CONJUNTO DE TAREFAS:
**A.** Segundo o trecho sobre a ação civil pública contra a fazenda, em que vara as organizações ingressaram com a ACP?
**B.** Prossiga com o trecho sobre a ação civil pública contra a fazenda, começando logo após a última frase dele.

TRECHO SELECIONADO:
+ + + +

A ação movida pelo conjunto das organizações se deu após várias tentativas junto ao Ministério Público Estadual (MPE) para evitar a continuidade dos crimes ambientais na fazenda. Após a denúncia ter sido arquivada pelo MPE, mais de 70 pessoas de organizações realizaram audiência com a promotoria do Meio Ambiente para reiterar a denúncia e cobrar do órgão de justiça uma atuação mais efetiva, obtendo a suspensão do arquivamento da denúncia. Perante a morosidade do MPE, as organizações decidiram judicializar a denúncia ingressando com ACP na 5ª Vara Civil da Comarca de Palmas. Para a formulação da peça jurídica, foram constituídos um grupo técnico e um grupo jurídico, ambos formados por quadros das 7 organizações. O grupo técnico foi responsável por analisar documentos técnicos produzidos pelos órgãos ambientais acerca do Território Taquaruçu, de modo a subsidiar o grupo jurídico. Cabe mencionar que a ACP também teve parecer para arquivamento, o que mobilizou os movimentos sociais, junto com o arcebispo de Palmas, Dom Pedro Brito Guimarães, e com o bispo de Miracema-TO, Dom Philip E. R. Dickmans, a se reunirem com o juiz e expor os fatos relacionados à peça jurídica. O pedido de reconsideração do arquivamento foi protocolado pelas organizações e acatado pelo juiz da Vara de Interesse Difusos e Coletivos, que concedeu a liminar de embargo da fazenda e determinou que fossem lacrados os equipamentos, proibindo qualquer cultivo, e também determinou a apreensão da soja cultivada/estocada.
Cabe destacar que a ação dos movimentos protocolando a ACP perante a Vara Civil provocou reação de contrariedade do titular da promotoria estadual de Meio Ambiente de Palmas, que se manifestou por meio de ligação telefônica para uma das organizações titulares da ação. Esse fato levou representantes de movimentos sociais e da Rede Esclesial Pan-Amazônica (REPAM) a denunciar o caso à Corregedoria Geral do Ministério Público Estadual do Tocantins.
Apesar da ação em favor do coletivo, os conflitos na UC e seu entorno seguem, são diversos e requerem mobilização permanente e ações articuladas pela sociedade civil no sentido de proteger os recursos ambientais, extremamente necessários para a manutenção da qualidade de vida das populações do território e do seu entorno, a exemplo da própria capital do Estado, que a cada ano vem sofrendo com desabastecimento de água, uma vez que seu principal reservatório, a APASL, vem sofrendo com desmatamento, urbanização, ocupação imobiliária desordenada, uso de agrotóxicos em monocultivos, queimadas, entre outras ameaças.

+ + + +

LINHAS DE DADOS:
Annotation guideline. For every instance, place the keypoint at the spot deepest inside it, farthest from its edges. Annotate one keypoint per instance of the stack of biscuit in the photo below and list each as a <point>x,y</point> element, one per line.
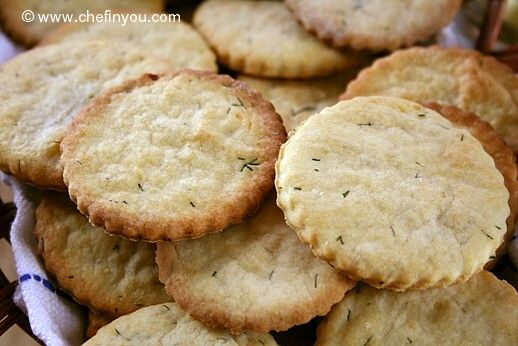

+ + + +

RESULTADOS DO EXERCÍCIO:
**A.** Na 5ª Vara Civil da Comarca de Palmas.

**B.**
Nesse sentido, incidir sobre a revisão do Plano de Manejo se mostrou uma via oportuna para a sociedade civil organizada propor e reforçar atividades que compatibilizem interesses produtivos, sociais, econômicos e culturais com a proteção ambiental e a efetivação do Território Agroecológico Ribeirão do Taquaruçu Grande.
Outro espaço onde as organizações têm incidido é o Conselho Deliberativo da APASL. Em 2018, o órgão gestor da UC, o Naturatins, contratou uma empresa (Consórcio Com&Sea Ltda./Codex Remote) para elaboração do Plano de Manejo da APA. No entendimento das organizações da sociedade civil, algumas ações contidas no Plano não deixavam clara a adoção de ações de interesses socioambientais ou deixavam margem para interpretações divergentes do objetivo da APASL, sobretudo no que tange a atividades agropecuárias e de mineração no interior da UC. Algumas organizações do Conselho solicitaram revisão do Plano de Manejo no âmbito do Conselho, para a qual foi proposto um Grupo de Trabalho Voluntário (GTV), constituído a partir do Edital Público n. 01/2019. O GTV foi composto por membros da sociedade civil, incluindo a Associação Água Doce e representações da Administração Pública. Esse grupo buscou apontar fragilidades do Plano de Manejo proposto pelo Naturatins e apresentou alternativas e ações mais consistentes no sentido de garantir a proteção da Unidade de Conservação e assim mitigar os impactos socioambientais no seu interior.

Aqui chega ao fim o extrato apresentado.